= AIM OF THE EXERCISE =
Rewrite the entries below, replacing "Reviewer note" with "Annotator note" and leaving everything else unchanged.

= SUPPLIED DATA =
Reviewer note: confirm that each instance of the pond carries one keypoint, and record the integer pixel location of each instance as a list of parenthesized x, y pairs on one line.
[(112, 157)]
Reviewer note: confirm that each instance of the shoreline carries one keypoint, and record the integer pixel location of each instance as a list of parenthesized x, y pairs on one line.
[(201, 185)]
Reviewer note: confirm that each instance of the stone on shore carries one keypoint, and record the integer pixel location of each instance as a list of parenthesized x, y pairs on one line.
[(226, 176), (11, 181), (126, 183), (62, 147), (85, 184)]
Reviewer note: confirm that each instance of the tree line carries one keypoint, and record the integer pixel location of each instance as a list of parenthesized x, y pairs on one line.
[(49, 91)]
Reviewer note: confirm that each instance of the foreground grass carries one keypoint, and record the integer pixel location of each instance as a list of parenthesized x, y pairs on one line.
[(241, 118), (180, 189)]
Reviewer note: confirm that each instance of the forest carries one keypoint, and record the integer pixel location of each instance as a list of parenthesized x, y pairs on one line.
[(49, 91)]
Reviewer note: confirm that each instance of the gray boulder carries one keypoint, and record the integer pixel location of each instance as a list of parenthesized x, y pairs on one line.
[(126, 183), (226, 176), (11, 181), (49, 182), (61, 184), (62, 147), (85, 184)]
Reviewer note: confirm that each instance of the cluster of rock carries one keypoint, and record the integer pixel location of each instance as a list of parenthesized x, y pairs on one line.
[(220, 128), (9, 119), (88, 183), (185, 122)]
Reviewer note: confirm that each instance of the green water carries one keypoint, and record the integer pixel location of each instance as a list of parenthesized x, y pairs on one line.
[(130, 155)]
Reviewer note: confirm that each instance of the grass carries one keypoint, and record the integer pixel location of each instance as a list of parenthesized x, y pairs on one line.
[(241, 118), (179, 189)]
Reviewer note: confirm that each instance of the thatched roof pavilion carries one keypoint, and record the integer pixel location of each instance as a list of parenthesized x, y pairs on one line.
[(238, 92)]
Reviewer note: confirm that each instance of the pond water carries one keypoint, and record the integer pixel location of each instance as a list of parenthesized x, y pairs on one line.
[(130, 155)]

= FULL RESPONSE =
Annotator note: confirm that each instance of the pond carries one keypoint, and record the integer pixel location of each instance as a list of parenthesized x, y pairs on one line.
[(112, 157)]
Annotator note: confirm that each instance of the shoreline carries one keypoint, and record the integer pixel location of each instance as a list of parenthesized x, y pairs on one line.
[(201, 185)]
Annotator note: confirm that each instance of the stone on shore carries one keypoint, and record the integer pixel location of each instance as a list of parenthesized x, y pairs on one line.
[(226, 176), (11, 181), (126, 183), (62, 147), (85, 184)]
Annotator note: confirm that each instance of the tree line carries one keypoint, and record the integer pixel location of each instance as a list of parenthesized x, y pairs on one line.
[(49, 91)]
Annotator note: confirm that each instance of the foreground grass carries one keypoint, and record the integer pixel location of each instance as a list of parenthesized x, y pairs on one line.
[(241, 118), (180, 189)]
Annotator note: confirm that each instance of the forest carries one keypoint, and record the integer pixel location of each instance as a list of parenthesized x, y pairs on one line.
[(49, 91)]
Annotator note: confirm that each instance of the gray boulder carries one keypoint, and record the integer pixel location of each instance as a list of parenthesized x, y pairs on one line.
[(126, 183), (226, 176), (11, 181), (49, 182), (61, 184), (62, 147), (85, 184)]
Annotator note: confirm that each instance of the cluster of rock carries one keypoint, and record the integer pixel location of each instance as a list of parenthesized x, y pairs on one line.
[(220, 128), (9, 119), (88, 183), (185, 122)]
Annotator note: confirm that each instance of the green water carries one keypoint, and record the integer pixel location of each instance as a list of parenthesized x, y pairs on one line.
[(130, 155)]
Annotator note: confirm that each instance of the grass carries one keypoint, and record the integer pixel location of each instance as a list of parenthesized x, y pairs on one line.
[(241, 118), (179, 189)]
Annotator note: confirm that each instance of the thatched roof pavilion carries one keypoint, and record the integer pixel location of each instance as a list of parenthesized x, y pairs on one line.
[(238, 92)]
Annotator note: confirm that each instance of the pond water carries one keypoint, and record the integer pixel location of each instance as a list of parenthesized x, y pairs on one line.
[(130, 155)]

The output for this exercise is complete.